Input rows |
--- --- ---
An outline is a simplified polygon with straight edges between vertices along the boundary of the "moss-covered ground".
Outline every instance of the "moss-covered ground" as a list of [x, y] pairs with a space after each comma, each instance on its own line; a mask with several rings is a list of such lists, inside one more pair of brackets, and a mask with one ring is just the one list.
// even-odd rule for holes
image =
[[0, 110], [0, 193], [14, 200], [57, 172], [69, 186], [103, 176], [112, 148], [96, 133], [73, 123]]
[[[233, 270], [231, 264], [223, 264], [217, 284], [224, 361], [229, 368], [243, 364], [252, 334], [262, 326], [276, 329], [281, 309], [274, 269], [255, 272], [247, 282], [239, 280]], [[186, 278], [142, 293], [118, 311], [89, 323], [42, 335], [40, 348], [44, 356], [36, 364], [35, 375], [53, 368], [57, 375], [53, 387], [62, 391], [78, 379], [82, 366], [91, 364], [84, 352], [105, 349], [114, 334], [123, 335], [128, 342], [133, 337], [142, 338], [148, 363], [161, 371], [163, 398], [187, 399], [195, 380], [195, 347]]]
--- --- ---
Short problem | Rewrite the listing with every "moss-covered ground" renamed to "mossy terrain" and nothing else altered.

Full solution |
An outline is a simplified polygon with straight edges between vertices along the boundary of the "mossy terrain".
Outline every instance of the "mossy terrain" as a list of [x, y] pairs with a space after each comma, each instance on its own line; a mask with several rings is a list of such lists, inside one more pair of brackets, and a mask with one ring is just the one list.
// even-odd rule for holes
image =
[[0, 110], [0, 193], [14, 200], [57, 172], [69, 186], [103, 176], [112, 148], [96, 133], [73, 123]]
[[[233, 270], [231, 264], [223, 264], [217, 284], [224, 361], [229, 368], [243, 364], [252, 334], [262, 326], [276, 329], [281, 309], [274, 269], [255, 272], [247, 282], [239, 280]], [[186, 278], [142, 293], [118, 311], [89, 323], [42, 335], [40, 348], [44, 356], [36, 364], [35, 375], [53, 368], [57, 375], [53, 387], [62, 391], [78, 379], [82, 366], [91, 364], [84, 352], [105, 349], [114, 334], [123, 335], [128, 342], [133, 337], [142, 338], [148, 363], [161, 371], [163, 398], [187, 399], [195, 380], [195, 347]]]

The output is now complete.